■ Problema 1 ■
Responde según el fragmento del texto:
(a) ¿Dónde fue arrestado Alejandro Toledo?
(b) ¿De qué manera se disfrazaron los sobornos que recibió Kuczynski?
(c) ¿Cuánto pidió Toledo en su viaje a Brasil con Maiman?

■ Fragmento del texto ■
***
El hombre que negaba a su hija

El expresidente peruano Alejandro Toledo ha sido arrestado en su casa de Palo Alto, California, acusado de recibir sobornos por más de treinta millones de dólares. Lo acusan los ejecutivos de la constructora brasilera Odebrecht, que le pagaron esos sobornos, y un antiguo amigo suyo, Josef Maiman, quien los recibió en su nombre. Está derrotado. Es culpable por donde se le mire. Probablemente pasará el resto de su vida en un calabozo.

Media clase política peruana está en la cárcel o camino a ella. El exdictador Fujimori está en prisión por los crímenes atroces que cometió. Su hija mayor, Keiko, se encuentra confinada en una mazmorra por recibir de Odebrecht más de un millón de dólares para sus aventuras políticas. El expresidente Humala y su esposa, quienes recibieron un adelanto de tres millones de dólares en efectivo, ya estuvieron en la cárcel casi un año, y no es improbable que vuelvan al presidio por enriquecerse ilícitamente. El expresidente Kuczynski tiene la suerte de no estar en la cárcel, sino en su casa, bajo arresto domiciliario, por recibir más de cuatro millones de dólares en sobornos, disfrazados de consultorías, cuando era ministro de Toledo. El expresidente Alan García se quitó la vida para no ir a la cárcel.

Yo mismo estaría en la cárcel, o habría pasado una temporada tras las rejas, si, como me aconsejaba mi abogado hace diez años, hubiese recibido una donación de Odebrecht, para financiar una campaña presidencial que tuve el buen juicio de abortar a tiempo. Nadie sabía entonces lo que ocurrió años más tarde: que la empresa que sobornaba a los principales políticos del país y la región terminaría acusándolos uno a uno, desgraciando sus vidas públicas y llevándolos al calabozo, a fin de que el dueño de esa empresa, Marcelo Odebrecht, uno de los hombres más ricos de su país, recibiera una condena benévola, a cambio de colaborar con la justicia.

Sin contar a Vladimiro Montesinos, el jefe de inteligencia de la dictadura de Fujimori, que robó centenares de millones de dólares, el político peruano más voraz y codicioso en sus rapiñas a los dineros públicos ha sido Alejandro Toledo. Bien miradas las cosas, Toledo se confabulaba con Odebrecht para asaltar a los peruanos. Al conceder una obra pública millonaria a la constructora, Toledo y sus corruptos ministros como Kuczynski inflaban con descaro el precio del contrato. Si, en rigor, la obra costaba cien, le pagaban a Odebrecht seiscientos, u ochocientos, de modo que esa empresa ganaba fortunas solamente por recibir unos contratos con sobreprecios obscenos, escandalosos. Luego, en agradecimiento los peruanos por saquear al tesoro público, los brasileros les pagaban a los presidentes, o a sus ministros, o a sus testaferros, unas propinas que parecerían generosas, pero que, miradas en el contexto de lo que se apropiaba la empresa, eran un dinero menor: treinta millones a Toledo, cuatro millones a Kuczynski, tres millones de adelanto en efectivo a los Humala, un millón y pico a un colaborador de García, un millón y fracción como anticipo a Keiko Fujimori. El ladrón más descarado de todos ellos fue Toledo: en un viaje a Brasil, acompañado de Maiman, pidió cincuenta millones, y al final le dieron treinta, o treinta y cinco. El más idiota de todos fue también Toledo: con parte del dinero robado, compró una mansión en Lima y luego tuvo el cinismo de decir que la había adquirido con dineros que su suegra judía había recibido del gobierno alemán, en compensación por el Holocausto.
***
■ Material proporcionado ■
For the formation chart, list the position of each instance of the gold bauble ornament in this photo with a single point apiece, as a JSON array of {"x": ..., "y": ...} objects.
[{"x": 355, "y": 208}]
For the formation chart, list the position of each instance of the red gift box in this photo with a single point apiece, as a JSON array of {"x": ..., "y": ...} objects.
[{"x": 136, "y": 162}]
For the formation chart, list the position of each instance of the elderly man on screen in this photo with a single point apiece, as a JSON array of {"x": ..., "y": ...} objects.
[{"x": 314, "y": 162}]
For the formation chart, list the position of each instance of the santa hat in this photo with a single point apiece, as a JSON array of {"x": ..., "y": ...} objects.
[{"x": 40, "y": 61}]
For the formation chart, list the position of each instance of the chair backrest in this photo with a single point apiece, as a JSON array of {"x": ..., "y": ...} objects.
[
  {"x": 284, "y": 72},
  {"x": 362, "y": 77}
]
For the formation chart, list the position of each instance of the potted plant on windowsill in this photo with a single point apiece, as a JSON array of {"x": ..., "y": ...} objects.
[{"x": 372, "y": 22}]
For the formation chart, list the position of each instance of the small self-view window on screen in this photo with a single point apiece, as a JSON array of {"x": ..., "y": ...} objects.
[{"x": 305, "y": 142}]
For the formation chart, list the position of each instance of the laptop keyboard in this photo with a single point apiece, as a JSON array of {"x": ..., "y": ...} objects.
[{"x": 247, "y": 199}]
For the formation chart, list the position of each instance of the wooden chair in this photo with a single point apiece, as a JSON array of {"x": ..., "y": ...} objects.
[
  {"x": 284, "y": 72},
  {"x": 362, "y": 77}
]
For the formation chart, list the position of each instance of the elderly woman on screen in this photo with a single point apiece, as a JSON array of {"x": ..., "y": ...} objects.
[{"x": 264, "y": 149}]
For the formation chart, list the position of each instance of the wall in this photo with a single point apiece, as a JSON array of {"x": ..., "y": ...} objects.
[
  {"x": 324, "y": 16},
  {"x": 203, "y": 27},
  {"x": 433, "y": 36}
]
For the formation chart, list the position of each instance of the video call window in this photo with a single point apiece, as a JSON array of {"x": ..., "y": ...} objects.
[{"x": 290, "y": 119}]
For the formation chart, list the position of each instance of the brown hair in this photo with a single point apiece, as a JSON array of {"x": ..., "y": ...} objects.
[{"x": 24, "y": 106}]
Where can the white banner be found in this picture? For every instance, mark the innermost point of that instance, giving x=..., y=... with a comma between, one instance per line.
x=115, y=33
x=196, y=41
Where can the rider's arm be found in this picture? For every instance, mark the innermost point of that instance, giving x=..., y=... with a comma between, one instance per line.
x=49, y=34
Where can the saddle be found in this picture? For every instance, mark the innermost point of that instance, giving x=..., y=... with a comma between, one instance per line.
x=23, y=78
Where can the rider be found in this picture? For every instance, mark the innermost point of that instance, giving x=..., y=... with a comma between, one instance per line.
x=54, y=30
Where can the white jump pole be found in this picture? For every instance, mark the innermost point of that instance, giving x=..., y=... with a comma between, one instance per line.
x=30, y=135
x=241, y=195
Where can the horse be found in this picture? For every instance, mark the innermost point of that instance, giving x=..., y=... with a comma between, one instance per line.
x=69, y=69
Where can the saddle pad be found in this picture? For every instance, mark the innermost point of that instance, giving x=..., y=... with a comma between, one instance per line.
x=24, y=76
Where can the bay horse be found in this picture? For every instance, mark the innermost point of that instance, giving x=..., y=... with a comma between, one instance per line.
***
■ Problema 2 ■
Reúne cada línea de los registros en la que aparezca la palabra "small".

■ Respuesta completa 1 ■
(a) En su casa de Palo Alto, California.
(b) Se disfrazaron de consultorías.
(c) Pidió cincuenta millones.

■ Respuesta completa 2 ■
For the formation chart, list the position of each instance of the small self-view window on screen in this photo with a single point apiece, as a JSON array of {"x": ..., "y": ...} objects.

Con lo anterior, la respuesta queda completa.